▶ [EXERCISE SET]:
[1] Retype the Tzoganakis profile word for word, starting at "Professor Tzoganakis and" and ending at "for the technology.".
[2] Why did Milliken secure a license for the melt-phase hydrosilylation technology, according to the Tzoganakis profile? Answer in one to three sentences.
[3] Which awards does the Tzoganakis profile list him as having received? Name every one.

DOCUMENT EXCERPT Block Start

Costas Tzoganakis, PhD, FSPE, FCAE, FCIC, PEng

Costas Tzoganakis is a Chemical Engineering Professor at the University of Waterloo.
He specializes in polymer engineering and is working on multiple research projects that include polymer reactive extrusion, rubber devulcanization using supercritical carbon dioxide, plastics and rubber nano-composites, sustainable bio-based polymers and coatings, inferential sensors for polymer compounding, and modification of polyolefins through reactive extrusion.
Professor Tzoganakis and his research team successfully developed a reactive extrusion technology on the melt-phase hydrosilylation of polypropylene. This technology facilitates the modification of polypropylene for increased adhesion, chemical reactivity and hydrophilicity, and is beneficial to manufacturers of engineered plastics and elastomers. Milliken, a worldwide manufacturer of specialty additives, has recognized the market opportunity to incorporate this technology in their line of products, and was able to secure a license for the technology.
Another significant contribution of Professor Tzoganakis is in the area of rubber devulcanization using supercritical carbon dioxide. His efforts have led to the development of a green technology that converts scrap tire rubber into a tire-derived polymer that can be used as a feed stock for new tire manufacturing, automotive seals and other elastomeric high value products. In addition to his teaching and research duties, Professor Tzoganakis serves as Chief Technology Officer of Tyromer Inc., a University of Waterloo start-up company commercializing a patented technology on rubber devulcanization.
In recognition of his research contributions, Professor Tzoganakis has received the following prestigious awards: (i) Syncrude Canada Innovation Award from the Canadian Society for Chemical Engineering (CSChE) in 2000, (ii) Heinz List Award from the Extrusion Division of the Society of Plastics Engineers (SPE) in 2015, (iii) Heinz Hermann Award from the Extrusion Division of the Society of Plastics Engineers (SPE) in 2018, (iv) James L. White Innovation Award from the Polymer processing Society (PPS) in 2018, and (v) En-Hui Yang Engineering Research Innovation Award, University of Waterloo in 2022. Professor Tzoganakis is a Fellow of the Canadian Institute of Canada (CIC), a Fellow of the Canadian Academy of Engineering (CAE) and a Fellow of the Society of Plastics Engineers (SPE).

DOCUMENT EXCERPT Block End
DATA SECTION Block Start

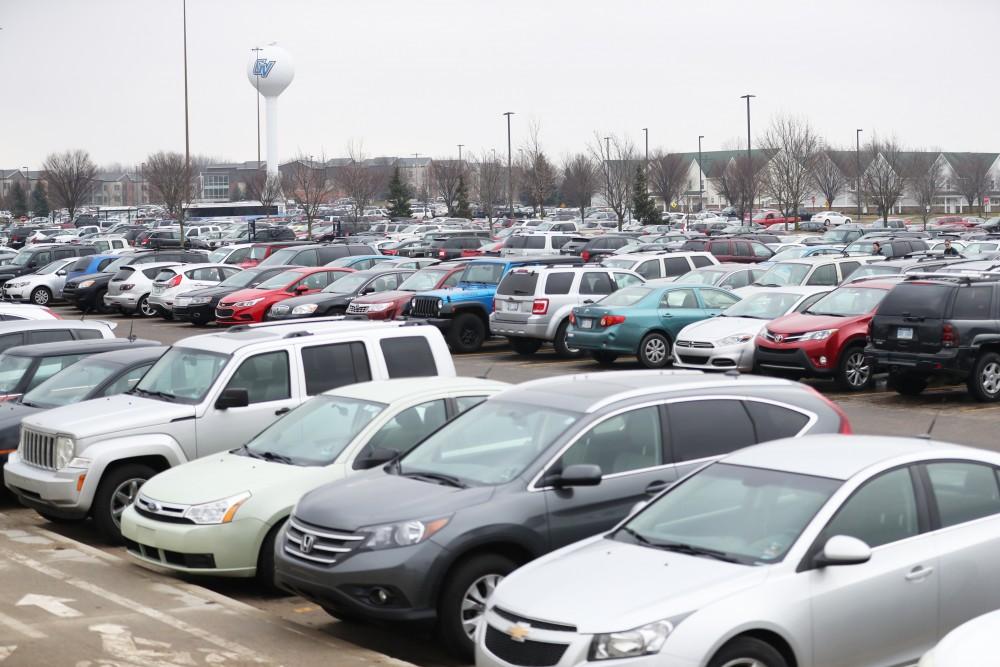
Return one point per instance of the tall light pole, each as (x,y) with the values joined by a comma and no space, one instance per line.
(510,170)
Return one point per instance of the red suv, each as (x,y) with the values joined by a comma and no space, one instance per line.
(387,305)
(251,305)
(827,339)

DATA SECTION Block End

▶ [SOLUTIONS BELOW]:
[1]
Professor Tzoganakis and his research team successfully developed a reactive extrusion technology on the melt-phase hydrosilylation of polypropylene. This technology facilitates the modification of polypropylene for increased adhesion, chemical reactivity and hydrophilicity, and is beneficial to manufacturers of engineered plastics and elastomers. Milliken, a worldwide manufacturer of specialty additives, has recognized the market opportunity to incorporate this technology in their line of products, and was able to secure a license for the technology.

[2] Milliken, a worldwide manufacturer of specialty additives, recognized the market opportunity to incorporate the technology into its line of products. The technology makes it possible to modify polypropylene for increased adhesion, chemical reactivity and hydrophilicity.

[3]
- Syncrude Canada Innovation Award, Canadian Society for Chemical Engineering (CSChE), 2000
- Heinz List Award, Extrusion Division of the Society of Plastics Engineers (SPE), 2015
- Heinz Hermann Award, Extrusion Division of the Society of Plastics Engineers (SPE), 2018
- James L. White Innovation Award, Polymer processing Society (PPS), 2018
- En-Hui Yang Engineering Research Innovation Award, University of Waterloo, 2022